Among the records, how many lines contain "arched"? Only the number is needed.

───── Extracted records

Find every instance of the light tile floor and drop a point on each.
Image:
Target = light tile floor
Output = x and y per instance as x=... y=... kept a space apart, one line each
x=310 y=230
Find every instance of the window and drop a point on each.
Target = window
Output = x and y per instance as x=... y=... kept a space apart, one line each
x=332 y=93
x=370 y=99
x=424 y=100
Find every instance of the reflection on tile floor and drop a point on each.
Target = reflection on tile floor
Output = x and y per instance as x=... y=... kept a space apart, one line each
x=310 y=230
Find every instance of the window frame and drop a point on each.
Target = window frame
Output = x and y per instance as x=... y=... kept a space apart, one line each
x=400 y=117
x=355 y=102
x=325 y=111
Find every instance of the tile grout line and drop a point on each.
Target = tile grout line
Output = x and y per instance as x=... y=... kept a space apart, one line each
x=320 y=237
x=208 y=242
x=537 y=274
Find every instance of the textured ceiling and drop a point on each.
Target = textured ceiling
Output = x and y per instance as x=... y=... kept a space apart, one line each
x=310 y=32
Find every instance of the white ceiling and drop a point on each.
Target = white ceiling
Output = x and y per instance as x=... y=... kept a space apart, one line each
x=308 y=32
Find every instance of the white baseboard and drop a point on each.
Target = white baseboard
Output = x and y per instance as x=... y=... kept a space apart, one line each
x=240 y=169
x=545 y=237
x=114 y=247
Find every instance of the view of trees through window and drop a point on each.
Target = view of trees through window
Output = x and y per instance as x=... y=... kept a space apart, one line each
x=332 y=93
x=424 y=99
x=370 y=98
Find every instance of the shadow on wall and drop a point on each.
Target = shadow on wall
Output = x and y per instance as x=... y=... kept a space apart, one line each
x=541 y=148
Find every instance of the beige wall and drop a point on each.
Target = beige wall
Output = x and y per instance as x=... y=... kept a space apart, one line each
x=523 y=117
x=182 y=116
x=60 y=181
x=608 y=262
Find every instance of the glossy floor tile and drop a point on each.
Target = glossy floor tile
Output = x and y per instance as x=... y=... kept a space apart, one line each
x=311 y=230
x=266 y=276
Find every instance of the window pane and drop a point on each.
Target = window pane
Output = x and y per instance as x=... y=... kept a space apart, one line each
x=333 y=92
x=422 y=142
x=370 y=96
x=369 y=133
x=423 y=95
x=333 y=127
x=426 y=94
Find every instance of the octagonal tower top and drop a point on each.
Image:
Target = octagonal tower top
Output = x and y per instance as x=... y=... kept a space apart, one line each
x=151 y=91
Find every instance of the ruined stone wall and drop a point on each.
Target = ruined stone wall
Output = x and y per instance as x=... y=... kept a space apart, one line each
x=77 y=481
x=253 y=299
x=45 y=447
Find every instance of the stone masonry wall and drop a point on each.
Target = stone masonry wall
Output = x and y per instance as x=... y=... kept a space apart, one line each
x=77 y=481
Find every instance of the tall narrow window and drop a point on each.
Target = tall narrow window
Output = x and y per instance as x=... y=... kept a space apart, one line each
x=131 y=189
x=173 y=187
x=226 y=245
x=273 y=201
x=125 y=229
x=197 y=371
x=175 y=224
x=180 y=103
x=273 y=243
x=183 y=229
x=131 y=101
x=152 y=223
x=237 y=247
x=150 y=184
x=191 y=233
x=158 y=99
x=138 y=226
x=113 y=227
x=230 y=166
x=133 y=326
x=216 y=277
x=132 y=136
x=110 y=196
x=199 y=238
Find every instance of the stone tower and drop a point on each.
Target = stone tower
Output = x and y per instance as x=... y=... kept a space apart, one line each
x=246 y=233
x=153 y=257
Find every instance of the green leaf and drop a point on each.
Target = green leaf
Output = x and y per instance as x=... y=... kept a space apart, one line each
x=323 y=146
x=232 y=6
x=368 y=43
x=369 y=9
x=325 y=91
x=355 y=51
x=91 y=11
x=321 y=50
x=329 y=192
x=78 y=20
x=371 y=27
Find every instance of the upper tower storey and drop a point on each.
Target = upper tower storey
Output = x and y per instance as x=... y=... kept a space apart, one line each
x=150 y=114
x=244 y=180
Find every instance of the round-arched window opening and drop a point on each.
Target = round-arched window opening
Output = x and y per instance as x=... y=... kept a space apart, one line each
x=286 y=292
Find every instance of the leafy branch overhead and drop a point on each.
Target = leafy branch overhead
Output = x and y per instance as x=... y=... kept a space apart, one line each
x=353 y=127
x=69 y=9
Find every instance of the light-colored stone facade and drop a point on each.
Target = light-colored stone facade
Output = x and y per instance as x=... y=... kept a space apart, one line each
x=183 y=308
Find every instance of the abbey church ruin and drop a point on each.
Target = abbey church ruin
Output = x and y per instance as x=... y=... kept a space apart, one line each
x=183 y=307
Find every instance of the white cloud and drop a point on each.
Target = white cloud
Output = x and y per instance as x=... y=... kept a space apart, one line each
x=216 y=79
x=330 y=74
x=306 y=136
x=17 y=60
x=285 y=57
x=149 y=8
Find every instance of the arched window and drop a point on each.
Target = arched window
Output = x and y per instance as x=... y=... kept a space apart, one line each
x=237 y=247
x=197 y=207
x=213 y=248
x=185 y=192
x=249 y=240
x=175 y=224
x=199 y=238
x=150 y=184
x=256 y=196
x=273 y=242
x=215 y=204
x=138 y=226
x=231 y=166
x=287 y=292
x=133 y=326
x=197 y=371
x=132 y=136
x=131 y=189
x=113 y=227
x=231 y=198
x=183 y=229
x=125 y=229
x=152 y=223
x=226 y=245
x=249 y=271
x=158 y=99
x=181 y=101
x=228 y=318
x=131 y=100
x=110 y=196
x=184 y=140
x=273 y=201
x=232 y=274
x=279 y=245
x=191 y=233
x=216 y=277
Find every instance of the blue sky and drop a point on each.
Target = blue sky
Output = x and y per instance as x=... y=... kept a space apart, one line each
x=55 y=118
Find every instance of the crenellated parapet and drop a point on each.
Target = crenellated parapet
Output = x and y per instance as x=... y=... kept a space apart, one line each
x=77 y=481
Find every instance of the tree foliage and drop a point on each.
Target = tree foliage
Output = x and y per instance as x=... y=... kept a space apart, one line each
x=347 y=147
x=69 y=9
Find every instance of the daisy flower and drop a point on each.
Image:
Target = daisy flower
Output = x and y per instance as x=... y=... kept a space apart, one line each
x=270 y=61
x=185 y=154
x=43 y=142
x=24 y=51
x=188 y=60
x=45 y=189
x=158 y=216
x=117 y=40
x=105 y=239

──────────

**Answer for this exercise**
4